■ **Exercise requirements**: Every entry needs to be written out again exactly.

(Saved entries)
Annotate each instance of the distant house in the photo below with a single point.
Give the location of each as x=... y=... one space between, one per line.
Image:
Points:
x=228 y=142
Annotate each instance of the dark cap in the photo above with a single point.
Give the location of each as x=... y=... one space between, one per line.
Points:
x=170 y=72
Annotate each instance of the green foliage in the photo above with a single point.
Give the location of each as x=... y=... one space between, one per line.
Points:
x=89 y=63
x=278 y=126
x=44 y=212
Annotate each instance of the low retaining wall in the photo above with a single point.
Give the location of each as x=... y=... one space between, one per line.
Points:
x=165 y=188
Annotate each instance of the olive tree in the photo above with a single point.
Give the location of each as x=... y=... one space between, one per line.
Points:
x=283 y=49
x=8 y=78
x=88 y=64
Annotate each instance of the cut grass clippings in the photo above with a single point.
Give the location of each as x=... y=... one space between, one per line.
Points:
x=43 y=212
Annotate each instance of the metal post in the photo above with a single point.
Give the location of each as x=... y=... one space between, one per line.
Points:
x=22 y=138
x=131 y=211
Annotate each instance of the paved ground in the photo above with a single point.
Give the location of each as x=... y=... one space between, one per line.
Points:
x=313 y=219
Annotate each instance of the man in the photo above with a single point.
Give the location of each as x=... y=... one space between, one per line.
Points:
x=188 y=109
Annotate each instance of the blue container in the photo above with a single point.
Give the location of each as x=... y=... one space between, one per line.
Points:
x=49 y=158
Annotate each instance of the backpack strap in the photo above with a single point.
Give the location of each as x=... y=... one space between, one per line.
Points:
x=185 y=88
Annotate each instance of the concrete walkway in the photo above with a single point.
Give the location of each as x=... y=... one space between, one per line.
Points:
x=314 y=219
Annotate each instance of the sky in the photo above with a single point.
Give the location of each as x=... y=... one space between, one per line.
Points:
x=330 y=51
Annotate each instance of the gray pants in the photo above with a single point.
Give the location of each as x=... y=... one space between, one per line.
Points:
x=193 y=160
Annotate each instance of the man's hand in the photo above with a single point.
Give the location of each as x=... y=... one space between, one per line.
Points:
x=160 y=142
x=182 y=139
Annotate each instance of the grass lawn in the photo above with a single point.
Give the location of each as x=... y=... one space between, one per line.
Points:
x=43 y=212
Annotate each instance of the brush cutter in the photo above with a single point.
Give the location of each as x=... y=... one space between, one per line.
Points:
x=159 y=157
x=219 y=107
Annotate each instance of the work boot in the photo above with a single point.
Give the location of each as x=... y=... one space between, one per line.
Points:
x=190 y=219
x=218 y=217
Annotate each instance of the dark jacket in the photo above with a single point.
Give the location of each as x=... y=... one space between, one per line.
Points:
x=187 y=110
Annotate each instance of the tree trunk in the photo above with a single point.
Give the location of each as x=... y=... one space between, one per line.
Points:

■ **Solution**:
Annotate each instance of the distant house in the photo below with a single point.
Give the location of each as x=... y=... one space between, one per line.
Image:
Points:
x=228 y=142
Annotate each instance of the dark cap in the photo above with a single point.
Give the location of each as x=... y=... one space between, one per line.
Points:
x=170 y=72
Annotate each instance of the green foliage in the photo above with a single point.
Give the location of each as x=... y=... one space between, one per line.
Points:
x=89 y=63
x=278 y=126
x=44 y=212
Annotate each instance of the low retaining wall in the photo above with a single point.
Give the location of each as x=... y=... one space between, one per line.
Points:
x=165 y=188
Annotate each instance of the olive tree in the photo above with a single point.
Give the location of each as x=... y=... one space between, one per line.
Points:
x=283 y=49
x=8 y=78
x=88 y=64
Annotate each instance of the cut grass clippings in the photo above with a single point.
Give the location of each as x=... y=... one space between, one per line.
Points:
x=43 y=212
Annotate each instance of the metal post in the photo above with a single point.
Give the location of each as x=... y=... one space between, one per line.
Points:
x=22 y=138
x=131 y=211
Annotate each instance of the paved ground in the photo above with a single point.
Give the location of each as x=... y=... one space between, one per line.
Points:
x=313 y=219
Annotate each instance of the man in the photo above with a single point.
Give the location of each as x=... y=... one space between, one per line.
Points:
x=188 y=109
Annotate each instance of the blue container in the photo above with a single point.
Give the location of each as x=... y=... one space between, one per line.
Points:
x=49 y=158
Annotate each instance of the backpack strap in the photo above with a single point.
Give the location of each as x=... y=... one space between, one per line.
Points:
x=185 y=88
Annotate each instance of the concrete walkway in the photo above with a single point.
Give the location of each as x=... y=... one space between, one per line.
Points:
x=314 y=219
Annotate each instance of the sky in the photo above with a single point.
Give the location of each as x=... y=... one space between, one per line.
Points:
x=330 y=51
Annotate each instance of the gray pants in the photo above with a single point.
Give the location of each as x=... y=... one space between, one per line.
Points:
x=193 y=160
Annotate each instance of the man's hand in the photo above with a single point.
Give the location of each as x=... y=... one space between, one per line.
Points:
x=160 y=142
x=182 y=139
Annotate each instance of the grass lawn in the photo above with a single point.
Give the location of each as x=... y=... one space between, one per line.
Points:
x=43 y=212
Annotate each instance of the brush cutter in the photo above with a single point.
Give the location of each as x=... y=... one space between, one per line.
Points:
x=159 y=157
x=219 y=107
Annotate each instance of the work boot in the photo above with a single point.
Give the location of each as x=... y=... one space between, one per line.
Points:
x=190 y=219
x=218 y=217
Annotate each instance of the dark jacket in the photo above with a single point.
Give the location of each as x=... y=... one space between, one per line.
Points:
x=187 y=110
Annotate each instance of the tree trunk in the photo above with a single point.
Give the location of each as x=... y=... one space between, one per line.
Points:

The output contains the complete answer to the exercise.